Exercise instructions - When a line in the entries below contains the word "lamp", copy that line.

Start of Records to use

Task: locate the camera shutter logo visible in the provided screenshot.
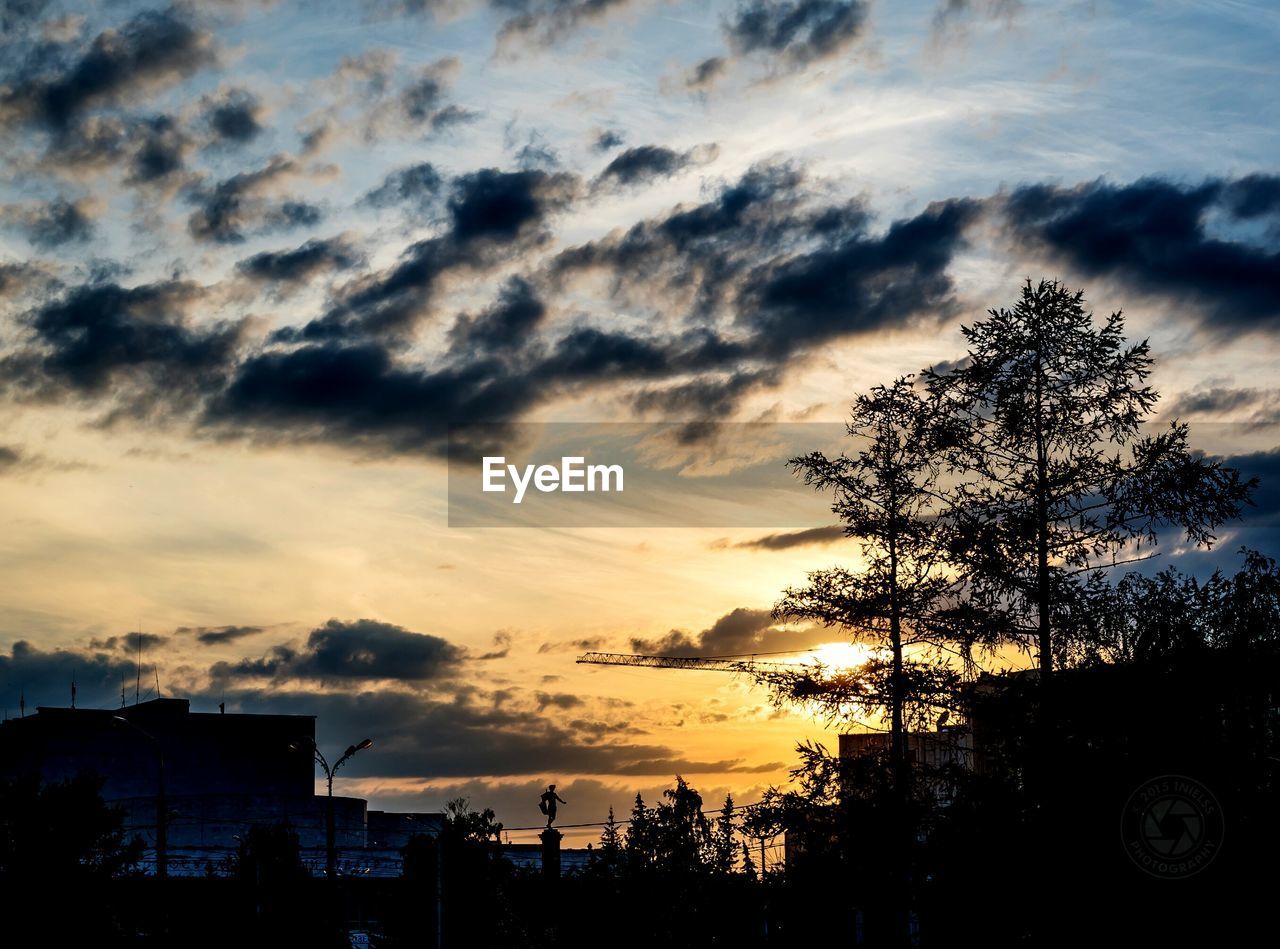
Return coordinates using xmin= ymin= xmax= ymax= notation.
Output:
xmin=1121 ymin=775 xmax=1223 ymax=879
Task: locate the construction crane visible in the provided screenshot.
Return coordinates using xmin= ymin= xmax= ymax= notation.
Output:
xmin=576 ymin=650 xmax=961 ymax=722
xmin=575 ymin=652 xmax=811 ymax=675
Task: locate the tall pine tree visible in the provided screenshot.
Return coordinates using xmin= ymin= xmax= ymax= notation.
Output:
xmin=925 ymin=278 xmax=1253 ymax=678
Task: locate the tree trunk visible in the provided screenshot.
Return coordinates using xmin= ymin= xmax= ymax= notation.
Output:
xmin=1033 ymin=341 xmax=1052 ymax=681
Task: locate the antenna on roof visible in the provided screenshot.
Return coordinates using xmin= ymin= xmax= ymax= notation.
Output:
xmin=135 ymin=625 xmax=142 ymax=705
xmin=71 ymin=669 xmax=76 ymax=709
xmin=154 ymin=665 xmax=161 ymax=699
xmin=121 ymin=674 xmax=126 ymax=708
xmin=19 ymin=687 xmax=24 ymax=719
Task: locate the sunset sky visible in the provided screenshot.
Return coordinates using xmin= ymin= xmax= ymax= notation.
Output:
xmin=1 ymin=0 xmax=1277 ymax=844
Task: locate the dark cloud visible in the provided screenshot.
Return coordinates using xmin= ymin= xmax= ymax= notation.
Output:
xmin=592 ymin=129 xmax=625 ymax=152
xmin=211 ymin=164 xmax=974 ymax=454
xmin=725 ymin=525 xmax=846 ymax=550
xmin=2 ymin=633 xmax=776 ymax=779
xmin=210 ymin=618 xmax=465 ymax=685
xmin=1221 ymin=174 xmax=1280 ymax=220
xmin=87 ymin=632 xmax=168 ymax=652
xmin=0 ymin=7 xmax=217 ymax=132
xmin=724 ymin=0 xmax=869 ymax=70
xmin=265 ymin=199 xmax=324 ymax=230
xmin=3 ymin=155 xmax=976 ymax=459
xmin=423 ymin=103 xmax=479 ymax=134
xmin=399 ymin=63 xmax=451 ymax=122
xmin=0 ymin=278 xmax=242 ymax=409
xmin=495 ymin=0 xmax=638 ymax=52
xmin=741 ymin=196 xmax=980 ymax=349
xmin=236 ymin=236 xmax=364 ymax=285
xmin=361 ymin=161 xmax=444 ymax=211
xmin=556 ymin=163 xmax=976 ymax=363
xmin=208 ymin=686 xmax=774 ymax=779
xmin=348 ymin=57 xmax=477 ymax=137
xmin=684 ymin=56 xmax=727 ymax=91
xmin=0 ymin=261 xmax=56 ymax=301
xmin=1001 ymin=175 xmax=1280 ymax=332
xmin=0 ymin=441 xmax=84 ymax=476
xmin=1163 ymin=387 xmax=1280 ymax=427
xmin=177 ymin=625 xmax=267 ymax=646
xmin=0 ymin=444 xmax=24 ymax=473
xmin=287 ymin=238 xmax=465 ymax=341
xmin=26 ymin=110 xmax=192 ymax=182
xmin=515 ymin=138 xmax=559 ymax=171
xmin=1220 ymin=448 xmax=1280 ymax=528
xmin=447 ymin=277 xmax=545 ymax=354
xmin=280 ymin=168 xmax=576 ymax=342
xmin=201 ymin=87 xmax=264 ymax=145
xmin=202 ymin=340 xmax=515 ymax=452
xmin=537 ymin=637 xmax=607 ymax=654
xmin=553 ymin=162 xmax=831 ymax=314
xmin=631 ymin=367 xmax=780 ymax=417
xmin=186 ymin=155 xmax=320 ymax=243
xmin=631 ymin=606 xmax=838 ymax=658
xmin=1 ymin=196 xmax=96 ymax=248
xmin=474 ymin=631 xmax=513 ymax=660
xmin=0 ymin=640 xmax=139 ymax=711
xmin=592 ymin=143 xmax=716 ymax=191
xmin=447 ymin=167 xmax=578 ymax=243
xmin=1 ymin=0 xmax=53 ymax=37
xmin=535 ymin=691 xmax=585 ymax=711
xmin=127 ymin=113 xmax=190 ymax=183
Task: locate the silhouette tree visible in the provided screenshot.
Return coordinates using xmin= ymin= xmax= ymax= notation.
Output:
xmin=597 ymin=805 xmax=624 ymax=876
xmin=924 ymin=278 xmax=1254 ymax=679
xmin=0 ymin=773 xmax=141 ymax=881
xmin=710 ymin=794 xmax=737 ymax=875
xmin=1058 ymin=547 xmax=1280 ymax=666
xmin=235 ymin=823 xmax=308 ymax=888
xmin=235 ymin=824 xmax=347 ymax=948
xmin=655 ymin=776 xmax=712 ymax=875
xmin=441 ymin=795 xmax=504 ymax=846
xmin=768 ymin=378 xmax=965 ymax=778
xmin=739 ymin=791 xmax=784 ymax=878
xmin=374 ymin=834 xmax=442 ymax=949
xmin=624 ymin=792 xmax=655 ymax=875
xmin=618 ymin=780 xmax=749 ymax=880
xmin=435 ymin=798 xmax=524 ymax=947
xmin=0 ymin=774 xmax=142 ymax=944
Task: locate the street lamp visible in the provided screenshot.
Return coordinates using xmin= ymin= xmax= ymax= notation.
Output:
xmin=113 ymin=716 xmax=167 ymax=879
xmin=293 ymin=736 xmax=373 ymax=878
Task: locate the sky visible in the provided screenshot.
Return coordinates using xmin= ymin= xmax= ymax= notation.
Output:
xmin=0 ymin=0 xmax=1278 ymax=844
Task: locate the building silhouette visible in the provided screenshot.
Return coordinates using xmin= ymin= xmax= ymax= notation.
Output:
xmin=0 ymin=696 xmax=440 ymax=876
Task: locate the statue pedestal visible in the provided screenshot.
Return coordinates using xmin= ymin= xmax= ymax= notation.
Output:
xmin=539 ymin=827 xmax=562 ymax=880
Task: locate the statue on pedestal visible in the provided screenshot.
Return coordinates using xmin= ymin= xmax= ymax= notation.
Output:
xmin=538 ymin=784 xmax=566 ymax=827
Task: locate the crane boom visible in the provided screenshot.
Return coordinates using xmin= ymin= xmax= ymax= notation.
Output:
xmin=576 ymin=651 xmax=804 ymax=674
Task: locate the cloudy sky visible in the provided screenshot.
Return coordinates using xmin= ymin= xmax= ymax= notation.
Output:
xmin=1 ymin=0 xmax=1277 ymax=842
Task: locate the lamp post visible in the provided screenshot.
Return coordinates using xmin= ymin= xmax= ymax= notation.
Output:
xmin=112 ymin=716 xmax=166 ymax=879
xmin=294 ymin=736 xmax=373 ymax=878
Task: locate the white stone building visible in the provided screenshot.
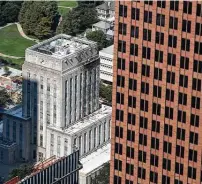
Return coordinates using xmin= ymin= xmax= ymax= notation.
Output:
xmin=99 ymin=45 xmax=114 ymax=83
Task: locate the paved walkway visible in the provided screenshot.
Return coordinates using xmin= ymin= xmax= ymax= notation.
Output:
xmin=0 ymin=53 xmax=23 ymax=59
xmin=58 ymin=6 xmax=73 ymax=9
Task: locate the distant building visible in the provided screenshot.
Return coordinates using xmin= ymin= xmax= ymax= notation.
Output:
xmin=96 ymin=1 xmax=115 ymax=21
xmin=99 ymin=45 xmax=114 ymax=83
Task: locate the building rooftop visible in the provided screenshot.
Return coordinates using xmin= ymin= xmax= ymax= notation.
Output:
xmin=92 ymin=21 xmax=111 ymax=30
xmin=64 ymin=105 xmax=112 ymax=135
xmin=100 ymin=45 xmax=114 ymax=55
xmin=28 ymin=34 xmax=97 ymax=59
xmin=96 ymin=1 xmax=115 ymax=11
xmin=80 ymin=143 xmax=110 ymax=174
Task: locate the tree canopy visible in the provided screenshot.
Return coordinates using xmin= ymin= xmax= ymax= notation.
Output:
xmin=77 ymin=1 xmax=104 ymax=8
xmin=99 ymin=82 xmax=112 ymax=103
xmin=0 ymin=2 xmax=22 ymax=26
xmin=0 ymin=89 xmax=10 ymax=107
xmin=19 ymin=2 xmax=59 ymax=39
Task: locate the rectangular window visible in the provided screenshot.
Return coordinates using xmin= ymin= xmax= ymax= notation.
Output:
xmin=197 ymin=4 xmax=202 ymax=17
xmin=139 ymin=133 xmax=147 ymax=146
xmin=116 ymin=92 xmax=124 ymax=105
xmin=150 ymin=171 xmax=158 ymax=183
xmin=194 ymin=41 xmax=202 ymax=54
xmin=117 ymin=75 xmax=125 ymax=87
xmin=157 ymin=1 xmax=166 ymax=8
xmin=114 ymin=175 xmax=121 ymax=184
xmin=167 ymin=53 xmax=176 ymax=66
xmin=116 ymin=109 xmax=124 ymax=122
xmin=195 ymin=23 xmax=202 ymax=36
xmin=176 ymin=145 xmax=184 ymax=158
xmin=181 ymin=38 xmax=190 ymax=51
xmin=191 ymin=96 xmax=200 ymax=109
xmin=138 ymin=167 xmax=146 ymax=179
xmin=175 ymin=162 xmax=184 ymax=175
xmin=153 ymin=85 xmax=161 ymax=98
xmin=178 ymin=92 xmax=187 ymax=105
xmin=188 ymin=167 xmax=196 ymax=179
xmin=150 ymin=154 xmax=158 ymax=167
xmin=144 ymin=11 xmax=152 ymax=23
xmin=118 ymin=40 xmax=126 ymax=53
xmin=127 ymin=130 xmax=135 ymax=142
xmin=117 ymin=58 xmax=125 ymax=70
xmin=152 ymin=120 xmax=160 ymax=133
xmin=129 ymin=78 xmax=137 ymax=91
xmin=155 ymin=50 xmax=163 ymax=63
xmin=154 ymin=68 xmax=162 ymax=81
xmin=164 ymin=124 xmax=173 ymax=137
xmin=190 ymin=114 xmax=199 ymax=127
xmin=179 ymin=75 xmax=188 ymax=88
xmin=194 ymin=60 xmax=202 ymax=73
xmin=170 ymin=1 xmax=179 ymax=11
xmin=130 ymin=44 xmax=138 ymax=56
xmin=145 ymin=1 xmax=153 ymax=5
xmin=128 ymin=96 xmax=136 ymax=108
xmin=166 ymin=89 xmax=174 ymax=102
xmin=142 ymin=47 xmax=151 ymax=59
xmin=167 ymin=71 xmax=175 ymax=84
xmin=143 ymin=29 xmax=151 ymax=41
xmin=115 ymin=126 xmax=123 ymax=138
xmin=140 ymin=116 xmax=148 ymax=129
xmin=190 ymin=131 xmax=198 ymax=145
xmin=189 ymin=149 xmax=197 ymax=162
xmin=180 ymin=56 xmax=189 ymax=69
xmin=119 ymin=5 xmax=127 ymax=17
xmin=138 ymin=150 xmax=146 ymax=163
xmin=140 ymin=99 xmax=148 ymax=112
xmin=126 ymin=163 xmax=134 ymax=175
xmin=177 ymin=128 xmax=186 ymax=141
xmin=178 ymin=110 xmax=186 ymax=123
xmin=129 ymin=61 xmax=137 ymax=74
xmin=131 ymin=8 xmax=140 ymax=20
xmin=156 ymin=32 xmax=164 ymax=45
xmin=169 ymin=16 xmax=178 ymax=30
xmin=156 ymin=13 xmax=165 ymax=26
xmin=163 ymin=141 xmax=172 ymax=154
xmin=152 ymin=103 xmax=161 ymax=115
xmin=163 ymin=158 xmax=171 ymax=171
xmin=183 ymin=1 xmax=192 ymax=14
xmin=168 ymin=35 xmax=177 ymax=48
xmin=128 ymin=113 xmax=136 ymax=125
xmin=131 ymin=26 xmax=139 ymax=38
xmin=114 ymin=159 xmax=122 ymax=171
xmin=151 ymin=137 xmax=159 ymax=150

End of Records to use

Result of this exercise -
Task: locate the street lamp visible in the provided screenshot.
Task: locate the lamp post visible in the provided screenshot.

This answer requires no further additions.